Object location annotation data
▬▬▬
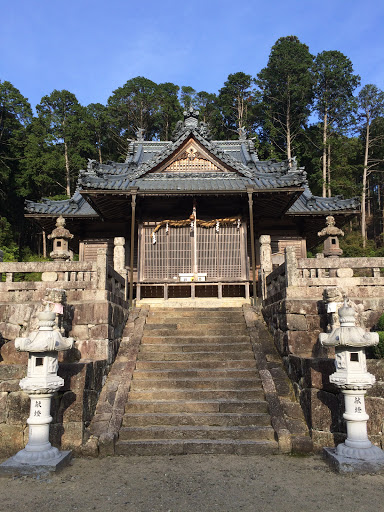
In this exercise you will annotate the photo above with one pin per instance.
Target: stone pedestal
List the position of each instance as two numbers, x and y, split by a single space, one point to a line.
357 453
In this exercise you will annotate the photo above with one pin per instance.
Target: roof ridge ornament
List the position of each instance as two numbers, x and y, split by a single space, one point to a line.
242 133
140 134
191 123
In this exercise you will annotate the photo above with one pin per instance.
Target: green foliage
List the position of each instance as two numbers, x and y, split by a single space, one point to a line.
380 323
352 245
169 111
65 133
236 101
7 244
187 97
334 87
286 92
131 107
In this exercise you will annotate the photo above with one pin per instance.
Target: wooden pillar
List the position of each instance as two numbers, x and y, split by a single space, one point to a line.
133 206
44 244
253 259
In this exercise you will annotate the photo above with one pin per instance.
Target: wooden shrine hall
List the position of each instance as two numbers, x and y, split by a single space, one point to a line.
191 212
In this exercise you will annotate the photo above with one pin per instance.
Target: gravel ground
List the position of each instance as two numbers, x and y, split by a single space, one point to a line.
195 483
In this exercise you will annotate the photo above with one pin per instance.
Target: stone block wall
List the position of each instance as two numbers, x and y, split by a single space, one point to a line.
295 325
72 407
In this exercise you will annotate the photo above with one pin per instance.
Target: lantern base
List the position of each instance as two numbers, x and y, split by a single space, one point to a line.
16 468
374 463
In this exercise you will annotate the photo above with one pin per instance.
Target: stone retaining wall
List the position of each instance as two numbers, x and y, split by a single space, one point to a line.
96 326
295 325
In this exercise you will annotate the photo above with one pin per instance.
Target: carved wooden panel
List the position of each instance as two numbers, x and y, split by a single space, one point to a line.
220 254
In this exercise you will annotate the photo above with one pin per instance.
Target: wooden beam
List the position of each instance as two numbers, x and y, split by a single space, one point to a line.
250 204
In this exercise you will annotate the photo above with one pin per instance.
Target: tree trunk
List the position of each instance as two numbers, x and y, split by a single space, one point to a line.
329 169
325 128
363 195
289 147
67 172
99 149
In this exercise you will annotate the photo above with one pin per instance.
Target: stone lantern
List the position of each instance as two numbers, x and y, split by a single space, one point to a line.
40 384
60 236
357 453
331 243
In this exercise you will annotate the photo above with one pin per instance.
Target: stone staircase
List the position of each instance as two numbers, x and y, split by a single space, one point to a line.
196 388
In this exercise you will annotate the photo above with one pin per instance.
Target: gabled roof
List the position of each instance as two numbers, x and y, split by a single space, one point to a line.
147 164
239 158
310 204
77 206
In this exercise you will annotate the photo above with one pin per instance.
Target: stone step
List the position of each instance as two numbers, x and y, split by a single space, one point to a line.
194 374
175 384
212 419
177 338
196 446
196 365
196 329
195 356
199 312
196 347
234 319
214 406
196 432
197 395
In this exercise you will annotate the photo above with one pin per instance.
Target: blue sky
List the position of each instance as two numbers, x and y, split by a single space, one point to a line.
93 47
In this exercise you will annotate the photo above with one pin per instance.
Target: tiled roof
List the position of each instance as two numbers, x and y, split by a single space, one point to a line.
246 170
309 204
77 206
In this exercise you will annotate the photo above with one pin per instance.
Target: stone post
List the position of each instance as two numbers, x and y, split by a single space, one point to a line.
40 383
119 255
291 270
357 453
102 269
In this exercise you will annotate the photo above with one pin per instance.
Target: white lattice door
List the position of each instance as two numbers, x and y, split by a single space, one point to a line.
219 253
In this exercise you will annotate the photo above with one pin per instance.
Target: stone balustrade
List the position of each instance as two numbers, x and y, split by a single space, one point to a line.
307 277
73 276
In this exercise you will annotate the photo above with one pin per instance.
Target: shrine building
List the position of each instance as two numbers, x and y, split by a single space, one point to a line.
191 212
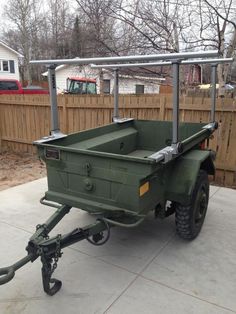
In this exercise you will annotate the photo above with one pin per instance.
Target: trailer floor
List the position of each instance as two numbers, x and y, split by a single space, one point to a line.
143 270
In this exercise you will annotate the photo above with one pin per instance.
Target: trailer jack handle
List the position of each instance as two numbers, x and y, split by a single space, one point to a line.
49 249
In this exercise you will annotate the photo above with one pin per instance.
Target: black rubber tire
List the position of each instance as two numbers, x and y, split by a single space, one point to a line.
189 218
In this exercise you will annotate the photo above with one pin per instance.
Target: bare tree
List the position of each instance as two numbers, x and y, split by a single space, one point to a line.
213 26
23 14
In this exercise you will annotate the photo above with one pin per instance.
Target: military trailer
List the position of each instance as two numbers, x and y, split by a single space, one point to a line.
123 170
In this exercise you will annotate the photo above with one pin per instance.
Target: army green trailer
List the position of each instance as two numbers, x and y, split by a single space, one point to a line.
123 170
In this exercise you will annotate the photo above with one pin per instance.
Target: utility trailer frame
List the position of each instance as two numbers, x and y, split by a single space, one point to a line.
119 157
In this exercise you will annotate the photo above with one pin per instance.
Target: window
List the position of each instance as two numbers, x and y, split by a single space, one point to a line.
139 89
106 86
8 85
4 66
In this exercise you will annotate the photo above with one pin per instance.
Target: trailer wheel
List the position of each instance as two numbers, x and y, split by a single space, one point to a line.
189 219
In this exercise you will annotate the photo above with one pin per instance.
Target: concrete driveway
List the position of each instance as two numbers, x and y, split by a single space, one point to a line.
143 270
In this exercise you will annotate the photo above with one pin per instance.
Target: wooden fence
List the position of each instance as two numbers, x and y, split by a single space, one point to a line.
24 119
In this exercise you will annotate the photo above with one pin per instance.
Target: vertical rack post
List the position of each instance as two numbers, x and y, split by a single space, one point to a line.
213 91
53 99
175 126
116 94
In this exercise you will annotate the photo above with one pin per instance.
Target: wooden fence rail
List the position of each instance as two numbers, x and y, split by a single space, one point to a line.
25 118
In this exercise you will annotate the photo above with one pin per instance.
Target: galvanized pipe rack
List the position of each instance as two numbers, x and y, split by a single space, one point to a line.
174 59
166 56
164 63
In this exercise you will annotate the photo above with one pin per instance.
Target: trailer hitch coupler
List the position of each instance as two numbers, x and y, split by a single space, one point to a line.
7 273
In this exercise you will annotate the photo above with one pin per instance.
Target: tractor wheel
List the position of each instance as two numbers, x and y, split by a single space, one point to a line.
189 218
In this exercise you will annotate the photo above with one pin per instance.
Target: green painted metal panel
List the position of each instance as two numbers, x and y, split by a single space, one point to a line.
102 169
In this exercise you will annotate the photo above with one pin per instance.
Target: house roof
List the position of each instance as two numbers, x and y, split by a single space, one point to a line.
12 50
124 73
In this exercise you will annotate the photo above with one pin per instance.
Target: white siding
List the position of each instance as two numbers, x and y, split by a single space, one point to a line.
6 54
82 71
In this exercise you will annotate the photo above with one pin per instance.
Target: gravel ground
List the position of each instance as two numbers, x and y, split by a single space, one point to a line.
18 168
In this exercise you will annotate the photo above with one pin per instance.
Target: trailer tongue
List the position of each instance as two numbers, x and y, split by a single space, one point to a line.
99 170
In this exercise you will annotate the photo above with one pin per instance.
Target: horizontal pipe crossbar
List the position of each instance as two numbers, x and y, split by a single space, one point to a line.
164 63
166 56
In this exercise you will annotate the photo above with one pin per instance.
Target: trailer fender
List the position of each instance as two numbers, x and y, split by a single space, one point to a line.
183 175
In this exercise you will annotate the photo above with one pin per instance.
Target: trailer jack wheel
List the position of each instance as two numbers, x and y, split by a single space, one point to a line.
47 280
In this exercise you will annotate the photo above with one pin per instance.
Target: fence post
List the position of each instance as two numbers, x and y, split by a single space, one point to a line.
64 101
162 107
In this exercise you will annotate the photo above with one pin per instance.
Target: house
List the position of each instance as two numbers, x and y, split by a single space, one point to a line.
9 62
129 82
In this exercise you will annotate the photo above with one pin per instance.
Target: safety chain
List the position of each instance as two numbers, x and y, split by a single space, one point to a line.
45 230
58 253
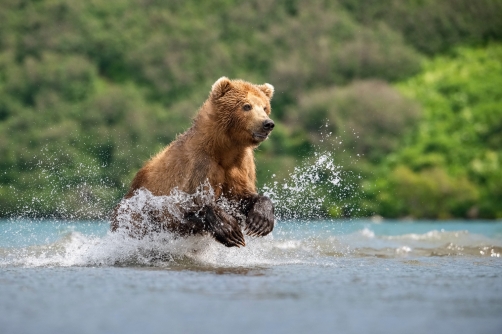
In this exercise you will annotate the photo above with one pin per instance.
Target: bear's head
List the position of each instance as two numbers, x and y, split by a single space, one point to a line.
242 110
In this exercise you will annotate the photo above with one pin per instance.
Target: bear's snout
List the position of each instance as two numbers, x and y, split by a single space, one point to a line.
268 125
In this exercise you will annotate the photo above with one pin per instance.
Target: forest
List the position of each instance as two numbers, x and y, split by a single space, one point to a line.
405 96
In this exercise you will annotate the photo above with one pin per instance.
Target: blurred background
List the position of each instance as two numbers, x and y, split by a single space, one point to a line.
406 96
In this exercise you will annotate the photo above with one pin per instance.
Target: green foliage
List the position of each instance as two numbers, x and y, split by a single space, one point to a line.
433 26
91 89
455 152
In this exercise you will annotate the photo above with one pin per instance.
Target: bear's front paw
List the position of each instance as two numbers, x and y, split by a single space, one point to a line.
226 229
260 219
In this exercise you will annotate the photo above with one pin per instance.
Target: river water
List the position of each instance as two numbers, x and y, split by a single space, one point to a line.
307 277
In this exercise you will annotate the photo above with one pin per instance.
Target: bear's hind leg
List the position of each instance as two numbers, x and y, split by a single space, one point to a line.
259 211
223 227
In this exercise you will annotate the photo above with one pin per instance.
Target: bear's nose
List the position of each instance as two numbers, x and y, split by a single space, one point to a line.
268 125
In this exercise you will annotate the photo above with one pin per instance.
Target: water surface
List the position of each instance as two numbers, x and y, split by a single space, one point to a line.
317 277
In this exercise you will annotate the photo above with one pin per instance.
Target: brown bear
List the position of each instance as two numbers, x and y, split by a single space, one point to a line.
216 153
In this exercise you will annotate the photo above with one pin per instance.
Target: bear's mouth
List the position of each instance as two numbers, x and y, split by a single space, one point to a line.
260 136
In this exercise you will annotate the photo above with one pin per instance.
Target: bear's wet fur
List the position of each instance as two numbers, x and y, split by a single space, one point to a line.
217 151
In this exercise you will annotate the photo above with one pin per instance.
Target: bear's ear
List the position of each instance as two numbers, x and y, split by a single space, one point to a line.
220 87
268 89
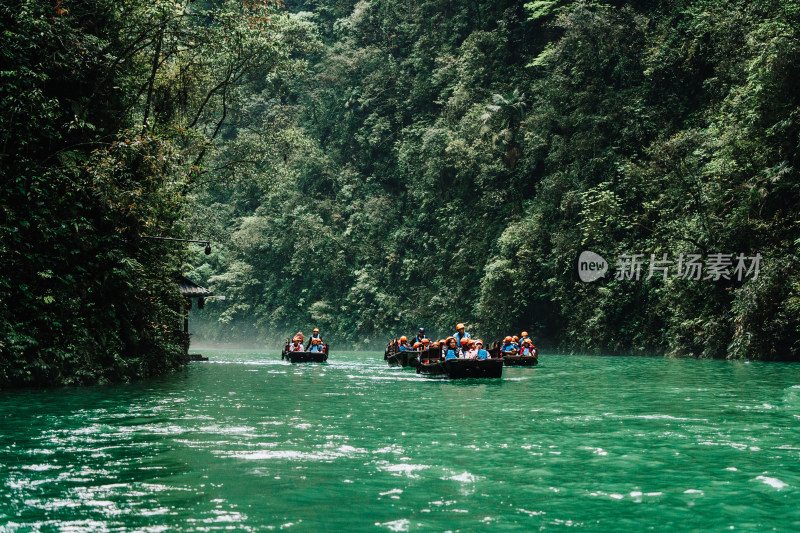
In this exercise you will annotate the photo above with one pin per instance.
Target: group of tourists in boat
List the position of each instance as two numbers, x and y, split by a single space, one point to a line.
421 352
315 351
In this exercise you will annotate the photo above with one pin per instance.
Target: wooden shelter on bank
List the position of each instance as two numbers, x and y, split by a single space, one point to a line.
191 291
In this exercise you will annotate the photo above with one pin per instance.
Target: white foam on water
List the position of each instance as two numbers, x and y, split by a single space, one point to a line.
772 482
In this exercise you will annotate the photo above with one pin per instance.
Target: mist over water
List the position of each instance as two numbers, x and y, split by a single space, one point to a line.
248 442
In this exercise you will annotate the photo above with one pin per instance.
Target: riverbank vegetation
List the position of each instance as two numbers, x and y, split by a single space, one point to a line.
449 162
372 166
111 113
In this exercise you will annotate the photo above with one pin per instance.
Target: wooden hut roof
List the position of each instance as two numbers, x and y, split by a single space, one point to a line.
190 289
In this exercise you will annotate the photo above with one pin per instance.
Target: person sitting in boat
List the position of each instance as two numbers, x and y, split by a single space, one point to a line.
297 345
471 351
460 334
480 352
451 350
316 345
508 347
403 346
527 348
464 347
314 335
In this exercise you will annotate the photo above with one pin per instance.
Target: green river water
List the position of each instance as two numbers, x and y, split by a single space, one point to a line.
247 442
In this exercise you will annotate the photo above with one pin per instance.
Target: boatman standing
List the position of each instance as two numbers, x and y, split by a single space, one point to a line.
460 334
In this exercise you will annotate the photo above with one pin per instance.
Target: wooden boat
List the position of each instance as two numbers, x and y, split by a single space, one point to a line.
429 362
432 364
514 360
404 359
520 360
305 356
473 368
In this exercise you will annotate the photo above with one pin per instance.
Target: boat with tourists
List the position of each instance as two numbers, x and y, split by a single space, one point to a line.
315 352
433 364
514 355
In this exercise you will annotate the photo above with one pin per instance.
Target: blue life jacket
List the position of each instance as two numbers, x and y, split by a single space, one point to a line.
458 337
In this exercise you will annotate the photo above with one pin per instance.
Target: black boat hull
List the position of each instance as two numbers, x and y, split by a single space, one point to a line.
520 360
305 357
462 368
404 359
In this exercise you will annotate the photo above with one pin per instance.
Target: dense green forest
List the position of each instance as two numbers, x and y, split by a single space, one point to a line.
▬▬▬
* Aim:
Pick out every line above that contains the word "water", with case counting.

* Expected answer:
Target: river water
Target: water surface
Target: white foam on water
Target: mist over water
Target: green river water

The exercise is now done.